§ ACCIONES REQUERIDAS:
1. Copia del fragmento sobre el Teatro Degollado el tramo que va desde "Las figuras artísticas" hasta "academicismo en Guadalajara." y renombra "bóveda" como "cúpula".
2. Indica si cada afirmación coincide con el fragmento sobre el Teatro Degollado. Responde sí o no y cita las palabras del fragmento que lo deciden.
(a) Gálvez pintó la bóveda de la sala de espectáculos con ayuda de Suárez.
(b) La pintura de la bóveda se inspira en el Canto IV del Purgatorio de La divina comedia.
(c) La construcción del Teatro Degollado fue la obra edilicia más ambiciosa de finales del siglo.

§ FRAGMENTO PROPORCIONADO:
--------------------------------

Las figuras artísticas que ocupan un papel protagónico en este capítulo son, por una parte, Jacobo Gálvez, quien contra viento y marea llevaría a buen término la obra edilicia más ambiciosa de mediados del siglo: la construcción y decoración del Teatro Degollado. Precisamente, Camacho considera la pintura de la bóveda de la sala de espectáculos del Degollado, con su enaltecida visión de los héroes y sabios virtuosos de la antigüedad "pagana", inspirada en el Canto IV del Infierno de La divina comedia, de Dante, y ejecutada por Gálvez con el auxilio de Suárez, la obra suprema del academicismo en Guadalajara.

--------------------------------

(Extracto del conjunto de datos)
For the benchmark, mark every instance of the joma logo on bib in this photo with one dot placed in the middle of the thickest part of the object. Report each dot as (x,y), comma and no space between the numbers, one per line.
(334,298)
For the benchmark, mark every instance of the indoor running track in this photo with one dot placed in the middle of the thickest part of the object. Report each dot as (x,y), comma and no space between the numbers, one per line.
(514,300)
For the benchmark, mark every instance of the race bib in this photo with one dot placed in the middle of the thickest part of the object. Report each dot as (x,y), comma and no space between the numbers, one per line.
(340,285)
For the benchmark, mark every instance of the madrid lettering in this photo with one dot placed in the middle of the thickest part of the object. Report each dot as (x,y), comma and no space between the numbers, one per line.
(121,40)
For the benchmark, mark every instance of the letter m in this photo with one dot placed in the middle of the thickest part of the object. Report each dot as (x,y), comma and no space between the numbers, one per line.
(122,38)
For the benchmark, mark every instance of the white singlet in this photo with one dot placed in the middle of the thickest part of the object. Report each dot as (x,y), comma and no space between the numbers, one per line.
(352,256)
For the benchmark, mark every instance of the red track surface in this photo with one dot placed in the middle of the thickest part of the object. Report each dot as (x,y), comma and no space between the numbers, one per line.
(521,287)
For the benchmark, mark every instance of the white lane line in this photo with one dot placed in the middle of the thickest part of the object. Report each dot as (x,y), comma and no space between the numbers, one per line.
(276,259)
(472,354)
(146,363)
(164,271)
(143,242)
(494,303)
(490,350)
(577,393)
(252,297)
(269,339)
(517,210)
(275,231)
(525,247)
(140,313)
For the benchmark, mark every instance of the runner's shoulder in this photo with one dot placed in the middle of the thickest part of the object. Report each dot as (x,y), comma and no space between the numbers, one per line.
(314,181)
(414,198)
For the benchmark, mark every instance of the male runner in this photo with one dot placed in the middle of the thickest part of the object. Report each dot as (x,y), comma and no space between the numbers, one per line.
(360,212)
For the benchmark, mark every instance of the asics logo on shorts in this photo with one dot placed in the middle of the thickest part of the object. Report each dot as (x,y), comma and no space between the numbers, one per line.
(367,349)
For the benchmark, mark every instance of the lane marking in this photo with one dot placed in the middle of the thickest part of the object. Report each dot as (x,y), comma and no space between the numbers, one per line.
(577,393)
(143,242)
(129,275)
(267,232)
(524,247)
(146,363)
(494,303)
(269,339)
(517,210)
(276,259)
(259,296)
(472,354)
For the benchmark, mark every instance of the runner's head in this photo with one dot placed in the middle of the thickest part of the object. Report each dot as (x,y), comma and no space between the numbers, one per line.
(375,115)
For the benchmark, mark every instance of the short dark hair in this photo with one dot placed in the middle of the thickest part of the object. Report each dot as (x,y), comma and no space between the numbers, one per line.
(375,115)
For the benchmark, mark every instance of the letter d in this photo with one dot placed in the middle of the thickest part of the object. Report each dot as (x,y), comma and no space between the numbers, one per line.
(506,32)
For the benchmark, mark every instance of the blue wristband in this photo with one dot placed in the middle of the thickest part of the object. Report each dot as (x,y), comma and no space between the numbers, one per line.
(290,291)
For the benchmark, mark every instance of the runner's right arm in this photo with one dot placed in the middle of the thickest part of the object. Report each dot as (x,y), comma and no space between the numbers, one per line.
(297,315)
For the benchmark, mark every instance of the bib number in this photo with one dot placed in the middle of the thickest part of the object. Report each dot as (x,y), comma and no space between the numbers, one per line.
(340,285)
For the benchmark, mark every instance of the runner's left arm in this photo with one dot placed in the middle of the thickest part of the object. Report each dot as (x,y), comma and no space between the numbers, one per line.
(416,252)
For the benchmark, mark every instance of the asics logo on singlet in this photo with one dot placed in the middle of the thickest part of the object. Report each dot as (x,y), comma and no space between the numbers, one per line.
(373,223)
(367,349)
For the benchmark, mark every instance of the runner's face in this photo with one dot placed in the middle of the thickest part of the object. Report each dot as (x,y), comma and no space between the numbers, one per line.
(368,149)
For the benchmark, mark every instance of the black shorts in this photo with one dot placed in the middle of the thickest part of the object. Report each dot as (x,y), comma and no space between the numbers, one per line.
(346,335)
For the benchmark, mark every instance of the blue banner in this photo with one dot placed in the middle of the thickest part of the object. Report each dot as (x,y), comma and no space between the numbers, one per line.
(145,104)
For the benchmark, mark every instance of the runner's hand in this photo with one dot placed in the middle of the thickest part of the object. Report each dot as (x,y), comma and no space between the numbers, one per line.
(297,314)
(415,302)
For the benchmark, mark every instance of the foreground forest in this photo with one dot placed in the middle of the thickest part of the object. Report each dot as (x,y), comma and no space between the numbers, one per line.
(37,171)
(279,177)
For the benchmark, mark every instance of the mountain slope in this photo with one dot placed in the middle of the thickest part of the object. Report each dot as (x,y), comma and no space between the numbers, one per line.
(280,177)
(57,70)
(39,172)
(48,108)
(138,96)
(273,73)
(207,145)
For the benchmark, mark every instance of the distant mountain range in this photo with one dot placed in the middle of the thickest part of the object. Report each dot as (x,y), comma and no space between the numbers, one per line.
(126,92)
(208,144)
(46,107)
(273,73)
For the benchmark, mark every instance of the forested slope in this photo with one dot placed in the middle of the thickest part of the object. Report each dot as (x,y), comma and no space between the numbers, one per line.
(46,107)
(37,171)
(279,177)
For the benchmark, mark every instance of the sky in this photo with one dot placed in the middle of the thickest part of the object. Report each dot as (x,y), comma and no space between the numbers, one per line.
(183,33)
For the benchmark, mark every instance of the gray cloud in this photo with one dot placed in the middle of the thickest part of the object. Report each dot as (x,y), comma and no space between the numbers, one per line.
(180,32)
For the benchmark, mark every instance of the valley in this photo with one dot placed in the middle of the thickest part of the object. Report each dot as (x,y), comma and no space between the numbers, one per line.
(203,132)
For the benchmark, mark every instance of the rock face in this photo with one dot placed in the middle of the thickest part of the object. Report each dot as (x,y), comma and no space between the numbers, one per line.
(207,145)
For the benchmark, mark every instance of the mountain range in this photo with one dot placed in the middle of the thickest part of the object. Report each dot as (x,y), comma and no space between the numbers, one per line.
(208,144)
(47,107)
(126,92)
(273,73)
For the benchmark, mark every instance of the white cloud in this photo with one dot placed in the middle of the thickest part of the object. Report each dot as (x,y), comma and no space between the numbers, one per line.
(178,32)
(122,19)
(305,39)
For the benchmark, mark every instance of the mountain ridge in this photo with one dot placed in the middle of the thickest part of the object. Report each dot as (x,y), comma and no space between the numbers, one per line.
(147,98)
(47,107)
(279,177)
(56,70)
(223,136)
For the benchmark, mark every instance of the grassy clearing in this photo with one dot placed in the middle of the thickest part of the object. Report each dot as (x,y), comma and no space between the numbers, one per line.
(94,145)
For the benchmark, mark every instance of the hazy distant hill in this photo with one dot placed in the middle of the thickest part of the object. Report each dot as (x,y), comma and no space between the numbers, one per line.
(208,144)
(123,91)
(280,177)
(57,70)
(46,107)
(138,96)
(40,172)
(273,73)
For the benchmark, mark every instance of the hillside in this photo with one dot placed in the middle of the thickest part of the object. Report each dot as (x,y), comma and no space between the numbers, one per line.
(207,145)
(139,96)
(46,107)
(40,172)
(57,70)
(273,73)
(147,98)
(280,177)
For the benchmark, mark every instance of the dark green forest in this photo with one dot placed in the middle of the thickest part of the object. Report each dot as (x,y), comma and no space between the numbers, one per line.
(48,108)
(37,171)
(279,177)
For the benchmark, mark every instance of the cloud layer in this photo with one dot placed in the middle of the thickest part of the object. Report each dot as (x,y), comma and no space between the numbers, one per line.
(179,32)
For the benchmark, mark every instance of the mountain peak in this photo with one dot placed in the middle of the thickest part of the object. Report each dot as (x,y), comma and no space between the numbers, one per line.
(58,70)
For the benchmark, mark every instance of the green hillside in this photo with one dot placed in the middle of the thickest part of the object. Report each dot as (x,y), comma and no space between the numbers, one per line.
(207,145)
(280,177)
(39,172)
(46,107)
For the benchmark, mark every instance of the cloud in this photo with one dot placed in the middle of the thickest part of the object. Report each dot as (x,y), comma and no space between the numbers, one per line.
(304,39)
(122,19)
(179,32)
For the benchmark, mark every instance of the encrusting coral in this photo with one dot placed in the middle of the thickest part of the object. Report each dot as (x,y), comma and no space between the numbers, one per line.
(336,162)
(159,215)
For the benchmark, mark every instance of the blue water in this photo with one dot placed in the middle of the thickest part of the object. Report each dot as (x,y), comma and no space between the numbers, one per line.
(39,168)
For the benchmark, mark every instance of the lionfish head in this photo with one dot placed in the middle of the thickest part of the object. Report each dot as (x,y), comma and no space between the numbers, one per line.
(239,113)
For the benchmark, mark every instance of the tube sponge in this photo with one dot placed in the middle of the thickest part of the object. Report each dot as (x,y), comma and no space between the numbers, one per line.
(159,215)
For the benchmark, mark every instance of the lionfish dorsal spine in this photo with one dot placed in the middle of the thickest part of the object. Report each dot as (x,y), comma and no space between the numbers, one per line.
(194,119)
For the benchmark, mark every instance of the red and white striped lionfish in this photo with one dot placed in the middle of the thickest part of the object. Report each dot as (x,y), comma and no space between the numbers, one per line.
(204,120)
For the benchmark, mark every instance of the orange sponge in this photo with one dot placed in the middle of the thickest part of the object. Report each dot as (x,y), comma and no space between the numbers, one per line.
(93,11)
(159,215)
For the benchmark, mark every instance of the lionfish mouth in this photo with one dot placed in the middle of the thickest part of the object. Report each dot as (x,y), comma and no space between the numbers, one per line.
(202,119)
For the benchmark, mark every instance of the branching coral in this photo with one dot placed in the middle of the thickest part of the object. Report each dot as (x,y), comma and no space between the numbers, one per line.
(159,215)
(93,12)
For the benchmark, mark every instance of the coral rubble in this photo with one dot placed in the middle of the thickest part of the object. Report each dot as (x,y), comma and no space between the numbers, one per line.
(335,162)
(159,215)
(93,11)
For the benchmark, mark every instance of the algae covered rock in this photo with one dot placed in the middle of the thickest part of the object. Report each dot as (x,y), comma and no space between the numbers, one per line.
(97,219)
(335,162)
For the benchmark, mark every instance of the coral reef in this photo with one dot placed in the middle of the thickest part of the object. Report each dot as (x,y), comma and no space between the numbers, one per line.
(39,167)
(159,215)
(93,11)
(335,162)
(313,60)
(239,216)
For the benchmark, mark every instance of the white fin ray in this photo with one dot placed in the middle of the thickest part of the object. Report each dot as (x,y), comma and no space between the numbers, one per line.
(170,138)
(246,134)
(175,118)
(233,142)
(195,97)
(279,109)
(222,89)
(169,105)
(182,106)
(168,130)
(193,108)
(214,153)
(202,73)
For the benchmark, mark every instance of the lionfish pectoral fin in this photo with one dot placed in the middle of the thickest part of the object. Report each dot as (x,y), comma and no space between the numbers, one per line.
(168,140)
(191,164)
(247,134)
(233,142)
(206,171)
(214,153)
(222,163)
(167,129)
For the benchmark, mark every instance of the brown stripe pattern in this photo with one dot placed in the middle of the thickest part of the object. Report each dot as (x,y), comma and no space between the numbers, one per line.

--------------------------------

§ SOLUCIONES PROPUESTAS:
1.
Las figuras artísticas que ocupan un papel protagónico en este capítulo son, por una parte, Jacobo Gálvez, quien contra viento y marea llevaría a buen término la obra edilicia más ambiciosa de mediados del siglo: la construcción y decoración del Teatro Degollado. Precisamente, Camacho considera la pintura de la cúpula de la sala de espectáculos del Degollado, con su enaltecida visión de los héroes y sabios virtuosos de la antigüedad "pagana", inspirada en el Canto IV del Infierno de La divina comedia, de Dante, y ejecutada por Gálvez con el auxilio de Suárez, la obra suprema del academicismo en Guadalajara.

2.
(a) Sí: "ejecutada por Gálvez con el auxilio de Suárez".
(b) No: "inspirada en el Canto IV del Infierno de La divina comedia".
(c) No: "la obra edilicia más ambiciosa de mediados del siglo".